TASK REQUIREMENTS:
Please extract each line of the items below that contains the string "horizon". Case counts.

[Records from a data collection]
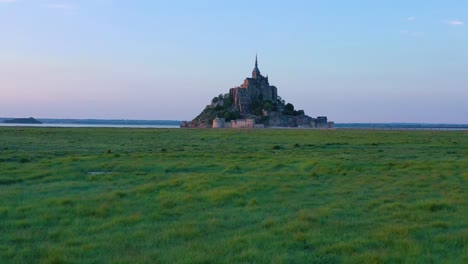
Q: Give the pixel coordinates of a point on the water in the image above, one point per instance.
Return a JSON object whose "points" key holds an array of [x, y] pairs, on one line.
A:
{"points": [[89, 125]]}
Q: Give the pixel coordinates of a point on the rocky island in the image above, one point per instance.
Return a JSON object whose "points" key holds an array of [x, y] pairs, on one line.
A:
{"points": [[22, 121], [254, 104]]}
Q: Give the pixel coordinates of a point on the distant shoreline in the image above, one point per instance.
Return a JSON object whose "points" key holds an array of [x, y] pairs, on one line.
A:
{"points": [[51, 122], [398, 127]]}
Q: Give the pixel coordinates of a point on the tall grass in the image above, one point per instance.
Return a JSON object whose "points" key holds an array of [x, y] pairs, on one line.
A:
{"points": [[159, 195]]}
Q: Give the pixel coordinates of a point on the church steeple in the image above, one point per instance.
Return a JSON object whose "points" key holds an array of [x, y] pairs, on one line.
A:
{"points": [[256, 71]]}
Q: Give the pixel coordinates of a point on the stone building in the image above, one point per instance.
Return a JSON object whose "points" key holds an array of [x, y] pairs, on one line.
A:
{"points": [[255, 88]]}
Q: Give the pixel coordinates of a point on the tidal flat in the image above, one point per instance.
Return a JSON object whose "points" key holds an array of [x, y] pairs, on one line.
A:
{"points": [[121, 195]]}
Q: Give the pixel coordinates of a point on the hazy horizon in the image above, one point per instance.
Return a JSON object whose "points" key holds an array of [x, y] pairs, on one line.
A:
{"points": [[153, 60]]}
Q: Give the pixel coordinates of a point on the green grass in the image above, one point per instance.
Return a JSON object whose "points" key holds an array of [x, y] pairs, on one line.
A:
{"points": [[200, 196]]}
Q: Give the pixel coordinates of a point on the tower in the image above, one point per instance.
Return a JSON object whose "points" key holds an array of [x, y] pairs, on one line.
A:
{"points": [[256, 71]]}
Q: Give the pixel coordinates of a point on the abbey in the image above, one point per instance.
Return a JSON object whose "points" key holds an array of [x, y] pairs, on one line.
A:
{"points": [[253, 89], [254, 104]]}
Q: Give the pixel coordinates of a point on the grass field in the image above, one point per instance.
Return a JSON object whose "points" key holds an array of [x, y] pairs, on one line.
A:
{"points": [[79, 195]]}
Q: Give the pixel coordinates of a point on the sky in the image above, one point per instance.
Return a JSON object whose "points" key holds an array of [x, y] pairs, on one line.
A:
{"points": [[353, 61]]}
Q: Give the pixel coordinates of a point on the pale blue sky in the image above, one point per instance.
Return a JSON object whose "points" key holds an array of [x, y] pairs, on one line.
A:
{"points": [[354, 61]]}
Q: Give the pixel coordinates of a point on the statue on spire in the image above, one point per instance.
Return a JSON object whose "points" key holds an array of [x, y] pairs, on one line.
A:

---

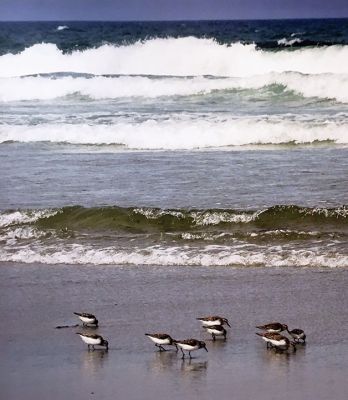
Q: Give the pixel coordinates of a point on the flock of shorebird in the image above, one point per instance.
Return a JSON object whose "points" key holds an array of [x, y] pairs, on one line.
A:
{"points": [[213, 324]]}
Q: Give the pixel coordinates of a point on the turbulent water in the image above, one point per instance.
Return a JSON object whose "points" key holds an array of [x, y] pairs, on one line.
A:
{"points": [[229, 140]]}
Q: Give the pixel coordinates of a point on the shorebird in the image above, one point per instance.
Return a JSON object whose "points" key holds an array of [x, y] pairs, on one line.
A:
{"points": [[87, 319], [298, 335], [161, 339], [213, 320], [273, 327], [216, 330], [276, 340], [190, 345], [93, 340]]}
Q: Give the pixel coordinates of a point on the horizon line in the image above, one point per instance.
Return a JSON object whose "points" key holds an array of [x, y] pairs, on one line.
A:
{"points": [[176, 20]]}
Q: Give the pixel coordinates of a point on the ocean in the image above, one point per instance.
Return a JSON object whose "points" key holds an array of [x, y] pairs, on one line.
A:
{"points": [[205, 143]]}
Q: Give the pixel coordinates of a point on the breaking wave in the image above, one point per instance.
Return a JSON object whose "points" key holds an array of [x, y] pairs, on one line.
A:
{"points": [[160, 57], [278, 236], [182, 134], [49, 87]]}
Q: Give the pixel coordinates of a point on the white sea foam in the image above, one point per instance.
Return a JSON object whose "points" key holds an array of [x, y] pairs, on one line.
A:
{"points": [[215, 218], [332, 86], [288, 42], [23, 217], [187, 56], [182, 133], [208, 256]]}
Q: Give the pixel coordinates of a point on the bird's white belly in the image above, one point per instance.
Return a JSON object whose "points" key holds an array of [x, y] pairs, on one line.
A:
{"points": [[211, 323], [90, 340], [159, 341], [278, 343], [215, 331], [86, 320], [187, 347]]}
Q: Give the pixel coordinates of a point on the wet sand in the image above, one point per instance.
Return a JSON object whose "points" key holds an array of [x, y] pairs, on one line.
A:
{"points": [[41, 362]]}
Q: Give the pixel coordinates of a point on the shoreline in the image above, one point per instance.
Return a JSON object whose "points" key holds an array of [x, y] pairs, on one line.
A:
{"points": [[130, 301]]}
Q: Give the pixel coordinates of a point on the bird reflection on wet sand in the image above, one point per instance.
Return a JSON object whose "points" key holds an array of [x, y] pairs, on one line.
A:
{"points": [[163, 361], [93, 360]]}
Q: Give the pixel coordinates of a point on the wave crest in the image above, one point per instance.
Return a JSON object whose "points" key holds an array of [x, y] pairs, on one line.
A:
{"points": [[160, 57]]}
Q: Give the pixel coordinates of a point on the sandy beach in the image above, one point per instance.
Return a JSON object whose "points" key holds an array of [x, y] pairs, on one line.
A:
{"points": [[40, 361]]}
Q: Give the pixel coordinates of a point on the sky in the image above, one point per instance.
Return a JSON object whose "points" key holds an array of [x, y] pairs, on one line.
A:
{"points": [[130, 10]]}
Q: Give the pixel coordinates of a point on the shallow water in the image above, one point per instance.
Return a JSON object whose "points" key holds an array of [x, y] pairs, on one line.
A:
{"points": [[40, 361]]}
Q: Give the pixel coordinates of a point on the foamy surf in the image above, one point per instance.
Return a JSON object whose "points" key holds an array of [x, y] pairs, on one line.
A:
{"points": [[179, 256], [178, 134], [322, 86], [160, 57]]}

---

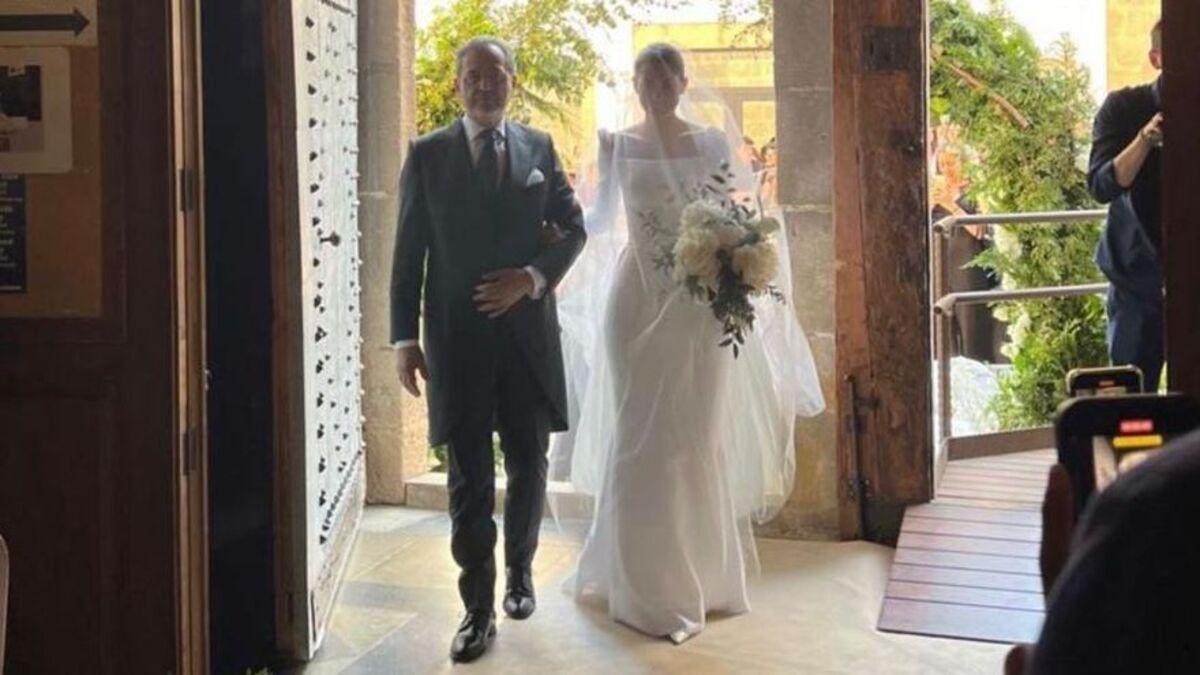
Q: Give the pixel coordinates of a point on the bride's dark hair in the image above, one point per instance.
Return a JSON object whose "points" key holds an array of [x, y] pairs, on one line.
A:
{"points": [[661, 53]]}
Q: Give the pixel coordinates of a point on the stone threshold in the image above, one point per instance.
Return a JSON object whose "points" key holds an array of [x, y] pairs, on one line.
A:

FINISHED TASK:
Q: Give the pixel coordinates of a point on the hazy horizon in the image above, one point per instance.
Q: Give the pixel coordinates of a point on the horizon line in the image above, one point per instance.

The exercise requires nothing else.